TRECHO DO TEXTO
======

Nos demais clubes, muitos estudos, poucas ações. O Botafogo se antecipou aos demais cariocas e informou que seus sócios poderão continuar usufruindo de benefícios até o encerramento dos torneios, não importa quando terminem. Além disso, terão desconto na renovação.
Flamengo, Vasco e Fluminense ainda não divulgaram a forma como vão lidar com o possível aumento na inadimplência durante o período sem jogos. Segundo Jorge Avancini, a média de não pagamentos vai crescer.
– A inadimplência média é entre 9% e 12%. Agora vai chegar de 20 a 25%, até 30%. O que cada clube deve fazer é avaliar o seu cenário e ver qual remédio vai dar para o sócio – explica.
Cenários diferentes em cada clube
Para cada região do Brasil, a realidade é diferente. Assim como o modelo de plano de sócio-torcedor. O Palmeiras tem um programa que depende diretamente da disputa de lugares para os jogos. Talvez mais do que qualquer outro clube.
O valor que o sócio dá para o programa é o lugar/desconto para jogos na Arena. O clube paulista tem a patrocinadora Crefisa como braço econômico forte e não precisa de seu sócio como fiador da saúde financeira.
O caso do Cortinhians é semelhante em termos de modelo de programa, com estádios cheios, mas até agora o clube não anunciou qualquer medida para evitar perda de receita do sócio-torcedor. Procurada, a assessoria informou que a direção não iria se posicionar sobre o tema.
Há casos de clubes em que sócios têm participação política, o que é mais um incentivo a permanecer com os planos. São eles: Internacional, Santos e Bahia. Para Jorge Avancini, que ajudou a implementar esse modelo no Inter em 2002, isso não é garantia de que não haverá inadimplência.

======

MATERIAL DE APOIO
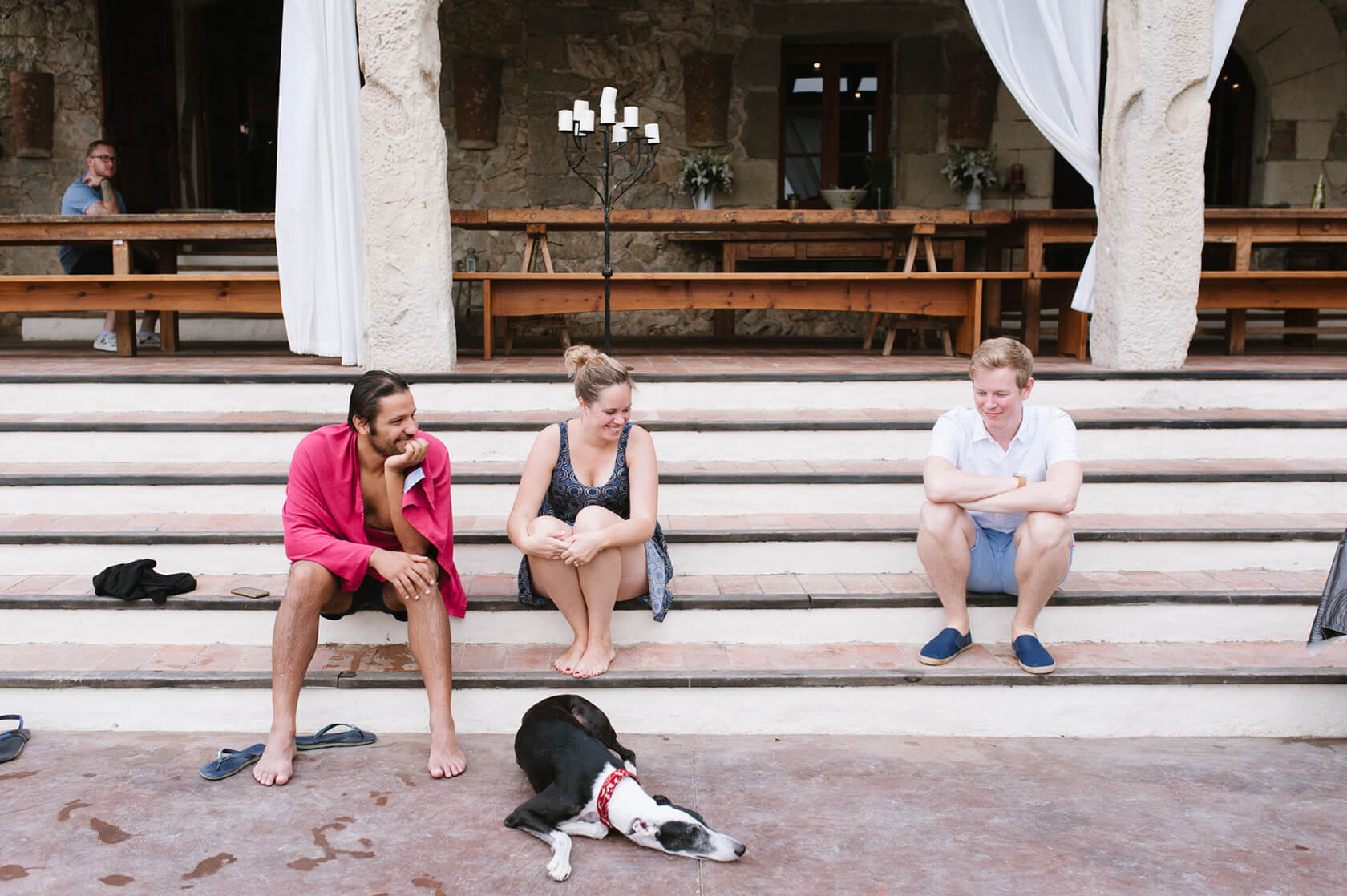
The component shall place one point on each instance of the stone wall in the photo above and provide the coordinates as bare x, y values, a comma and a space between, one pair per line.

======

ENUNCIADO
Liste todos os clubes que o trecho sobre os programas de sócio-torcedor cita como aqueles em que os sócios têm participação política.

RESPOSTA
Internacional, Santos e Bahia.